(Collection entries)
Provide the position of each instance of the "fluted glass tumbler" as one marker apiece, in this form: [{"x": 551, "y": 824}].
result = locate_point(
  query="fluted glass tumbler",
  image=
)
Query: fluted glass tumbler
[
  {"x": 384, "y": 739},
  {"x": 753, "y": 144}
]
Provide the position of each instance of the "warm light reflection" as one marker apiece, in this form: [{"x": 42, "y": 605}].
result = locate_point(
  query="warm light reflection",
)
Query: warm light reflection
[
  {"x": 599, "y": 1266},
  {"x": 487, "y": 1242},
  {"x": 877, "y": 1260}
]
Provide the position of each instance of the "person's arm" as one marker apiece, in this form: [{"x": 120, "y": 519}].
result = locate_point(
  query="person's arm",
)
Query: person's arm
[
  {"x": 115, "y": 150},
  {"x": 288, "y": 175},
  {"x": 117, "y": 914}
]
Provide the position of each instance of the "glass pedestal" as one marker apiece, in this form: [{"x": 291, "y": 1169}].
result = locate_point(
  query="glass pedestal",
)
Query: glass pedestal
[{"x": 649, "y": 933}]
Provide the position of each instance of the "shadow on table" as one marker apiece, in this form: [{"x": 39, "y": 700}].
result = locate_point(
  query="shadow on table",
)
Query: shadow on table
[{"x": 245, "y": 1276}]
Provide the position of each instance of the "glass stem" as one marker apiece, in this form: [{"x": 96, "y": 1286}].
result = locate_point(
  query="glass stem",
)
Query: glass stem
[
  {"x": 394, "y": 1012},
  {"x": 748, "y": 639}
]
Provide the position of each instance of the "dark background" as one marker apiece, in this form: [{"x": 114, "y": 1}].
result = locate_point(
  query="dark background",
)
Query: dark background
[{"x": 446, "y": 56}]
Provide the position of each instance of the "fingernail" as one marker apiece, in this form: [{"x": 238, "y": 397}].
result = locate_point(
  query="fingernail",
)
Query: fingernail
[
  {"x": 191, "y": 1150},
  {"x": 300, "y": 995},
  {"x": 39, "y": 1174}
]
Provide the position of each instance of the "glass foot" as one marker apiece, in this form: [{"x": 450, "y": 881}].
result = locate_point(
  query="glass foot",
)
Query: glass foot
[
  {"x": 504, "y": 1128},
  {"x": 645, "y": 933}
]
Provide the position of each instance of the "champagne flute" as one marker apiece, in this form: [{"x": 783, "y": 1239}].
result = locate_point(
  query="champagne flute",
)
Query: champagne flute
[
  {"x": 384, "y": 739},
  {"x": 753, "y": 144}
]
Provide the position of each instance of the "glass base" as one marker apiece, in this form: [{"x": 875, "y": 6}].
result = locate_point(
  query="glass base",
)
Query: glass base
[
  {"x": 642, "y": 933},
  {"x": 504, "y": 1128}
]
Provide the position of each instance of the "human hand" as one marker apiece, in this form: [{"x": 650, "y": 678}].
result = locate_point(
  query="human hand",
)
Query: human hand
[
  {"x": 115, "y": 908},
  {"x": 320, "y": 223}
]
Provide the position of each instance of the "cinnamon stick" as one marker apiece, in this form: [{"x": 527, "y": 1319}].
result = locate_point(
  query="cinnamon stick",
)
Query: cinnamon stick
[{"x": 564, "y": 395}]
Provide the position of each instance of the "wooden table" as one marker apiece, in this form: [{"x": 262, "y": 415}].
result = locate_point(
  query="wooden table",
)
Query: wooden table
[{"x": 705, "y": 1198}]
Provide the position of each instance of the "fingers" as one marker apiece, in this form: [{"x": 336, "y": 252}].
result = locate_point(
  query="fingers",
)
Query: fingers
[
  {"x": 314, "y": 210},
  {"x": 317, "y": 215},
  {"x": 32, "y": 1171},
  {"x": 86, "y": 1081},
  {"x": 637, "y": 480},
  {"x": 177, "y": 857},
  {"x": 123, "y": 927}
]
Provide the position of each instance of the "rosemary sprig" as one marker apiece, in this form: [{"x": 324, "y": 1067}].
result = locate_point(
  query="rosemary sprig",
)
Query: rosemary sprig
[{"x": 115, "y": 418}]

Required work
Write the records above out again precisely.

Task output
Provide the position of each instance of the "fluted glass tumbler" as one marker apiece, in this form: [{"x": 551, "y": 824}].
result = locate_point(
  query="fluted glass tumbler",
  image=
)
Query: fluted glass tumbler
[
  {"x": 384, "y": 739},
  {"x": 753, "y": 144}
]
Provide the position of each instance of the "warm light reflection" as one marker apiece, in this form: [{"x": 42, "y": 605}].
result = locate_point(
  query="warm light reflection",
)
Query: warm light reflection
[
  {"x": 599, "y": 1266},
  {"x": 487, "y": 1242},
  {"x": 877, "y": 1260}
]
Provide the position of each instance of the "person's arm" as one marker apiece, in this form: [{"x": 120, "y": 519}].
result = locate_point(
  query="person's arm",
)
Query: person's arm
[
  {"x": 115, "y": 150},
  {"x": 288, "y": 175},
  {"x": 117, "y": 914}
]
Provide the position of each instance of the "glass pedestal" as one marker apiece, in this form: [{"x": 291, "y": 1169}].
result = locate_point(
  query="glass pedestal",
)
Query: glass pedestal
[{"x": 649, "y": 933}]
Provide the position of each instance of the "shadow on table" as one marker apiece, in this form: [{"x": 39, "y": 700}].
result = locate_point(
  query="shadow on table",
)
Query: shadow on table
[{"x": 245, "y": 1276}]
Provide the position of each instance of the "glass stem" as one marker apiece, in this form: [{"x": 96, "y": 1286}].
result = locate_point(
  query="glass stem",
)
Query: glass stem
[
  {"x": 394, "y": 1012},
  {"x": 748, "y": 639}
]
Provide the position of each instance of the "dark background" as one marker apiece, in this form: [{"x": 114, "y": 1}].
result = locate_point(
  query="dark background",
)
Query: dark background
[{"x": 446, "y": 56}]
Provide the position of each instance of the "fingernail" as one marker apiece, in this form: [{"x": 238, "y": 397}].
result = locate_point(
  query="fingernail",
)
Query: fingernail
[
  {"x": 191, "y": 1150},
  {"x": 300, "y": 995},
  {"x": 39, "y": 1174}
]
Provide the position of each instance of the "glass foot" as one marker apiece, in this form: [{"x": 450, "y": 881}].
result = locate_point(
  query="glass foot",
)
Query: glass foot
[
  {"x": 504, "y": 1128},
  {"x": 645, "y": 933}
]
Provide the position of each instance of the "champagne flute" as one marker apiece, in this form: [{"x": 783, "y": 1239}].
result = locate_point(
  query="champagne flute",
)
Query: champagne flute
[
  {"x": 384, "y": 739},
  {"x": 753, "y": 144}
]
Provide the position of each instance of the "glass base" as one marker apiece, in this form: [{"x": 875, "y": 6}].
result = locate_point(
  query="glass base",
)
Query: glass base
[
  {"x": 642, "y": 933},
  {"x": 504, "y": 1128}
]
Provide the position of each instance of the "human hand" as one marker apiece, in this form: [{"x": 650, "y": 678}].
result = locate_point(
  query="human hand",
)
Query: human hand
[
  {"x": 115, "y": 908},
  {"x": 320, "y": 223}
]
Provide the position of each instance of the "cinnamon stick" as one marker apiece, in this form: [{"x": 527, "y": 1319}].
result = locate_point(
  query="cinnamon stick",
)
Query: cinnamon stick
[{"x": 564, "y": 395}]
Provide the position of each instance of the "wooden table" as one marker apiece, in this form: [{"x": 262, "y": 415}].
result = locate_point(
  query="wooden table",
)
Query: wooden table
[{"x": 705, "y": 1198}]
Provide the position of each instance of the "fingers" as one marker apiece, in this form: [{"x": 336, "y": 252}].
result = locate_point(
  query="fingers",
)
Query: fingers
[
  {"x": 314, "y": 210},
  {"x": 317, "y": 215},
  {"x": 32, "y": 1171},
  {"x": 86, "y": 1081},
  {"x": 637, "y": 480},
  {"x": 177, "y": 857},
  {"x": 123, "y": 927}
]
Provide the position of each instance of the "rosemary sprig" as one marker apiece, in this form: [{"x": 324, "y": 1067}].
result = locate_point(
  query="rosemary sprig",
)
Query: rosemary sprig
[{"x": 115, "y": 418}]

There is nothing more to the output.